● **WRITTEN PROBLEM**
In the listing below, substitute "broth" for "soup" throughout everything from the line containing "pinpoint the orange" down to the line containing "67;3;488;257". Write out those lines again with nothing else changed.

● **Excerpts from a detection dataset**
# # # #

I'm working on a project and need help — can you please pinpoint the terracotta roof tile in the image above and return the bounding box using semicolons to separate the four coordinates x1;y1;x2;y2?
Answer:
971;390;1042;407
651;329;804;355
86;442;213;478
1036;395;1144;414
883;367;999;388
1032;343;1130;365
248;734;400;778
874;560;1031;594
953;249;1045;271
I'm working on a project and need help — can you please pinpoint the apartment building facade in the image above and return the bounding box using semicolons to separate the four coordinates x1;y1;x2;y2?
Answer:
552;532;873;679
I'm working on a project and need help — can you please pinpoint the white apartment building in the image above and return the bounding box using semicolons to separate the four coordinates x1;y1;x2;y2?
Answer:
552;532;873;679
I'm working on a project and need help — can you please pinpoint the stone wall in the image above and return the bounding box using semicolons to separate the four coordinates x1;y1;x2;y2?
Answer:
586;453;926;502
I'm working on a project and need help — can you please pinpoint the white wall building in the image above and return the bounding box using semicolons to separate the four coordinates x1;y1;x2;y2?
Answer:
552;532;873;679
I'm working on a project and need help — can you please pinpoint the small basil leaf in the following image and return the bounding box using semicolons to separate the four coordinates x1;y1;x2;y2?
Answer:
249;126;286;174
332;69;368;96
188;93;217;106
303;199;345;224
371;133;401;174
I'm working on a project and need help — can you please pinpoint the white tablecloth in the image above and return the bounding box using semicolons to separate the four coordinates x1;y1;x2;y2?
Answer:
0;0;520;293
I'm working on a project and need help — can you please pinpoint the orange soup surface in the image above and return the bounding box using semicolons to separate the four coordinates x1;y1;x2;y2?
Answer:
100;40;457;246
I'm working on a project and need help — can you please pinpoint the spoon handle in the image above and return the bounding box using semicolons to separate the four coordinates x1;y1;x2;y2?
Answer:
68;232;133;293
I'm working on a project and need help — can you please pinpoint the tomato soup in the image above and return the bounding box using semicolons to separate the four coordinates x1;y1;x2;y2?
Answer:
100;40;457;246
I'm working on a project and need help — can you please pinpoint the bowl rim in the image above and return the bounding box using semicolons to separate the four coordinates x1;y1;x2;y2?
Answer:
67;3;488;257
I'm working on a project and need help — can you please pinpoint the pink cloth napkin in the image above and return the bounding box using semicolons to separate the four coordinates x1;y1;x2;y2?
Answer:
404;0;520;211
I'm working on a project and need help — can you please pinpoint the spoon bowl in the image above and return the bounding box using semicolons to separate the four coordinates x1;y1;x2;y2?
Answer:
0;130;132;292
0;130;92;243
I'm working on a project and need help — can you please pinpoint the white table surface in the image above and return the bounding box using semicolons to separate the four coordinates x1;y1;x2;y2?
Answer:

# # # #

● **REPLY**
I'm working on a project and need help — can you please pinpoint the orange broth surface in the image above and return the bounding box using semicolons to separate the four coordinates x1;y1;x2;y2?
Answer:
100;40;457;246
I'm working on a project and need help — can you please pinpoint the spoon handle in the image above and return the bounding box using semicolons to separate the four coordinates x1;y1;x2;y2?
Answer:
68;232;133;293
I'm working on a project and need help — can you please pinpoint the tomato broth in the image above and return the bounding box using semicolons to separate the four coordinates x1;y1;x2;y2?
Answer:
100;40;457;246
I'm working on a project and need help — can you please pinpoint the bowl rim in the image above and return the bounding box using semicolons to separate the four coordinates x1;y1;x2;y2?
Answer:
67;3;488;257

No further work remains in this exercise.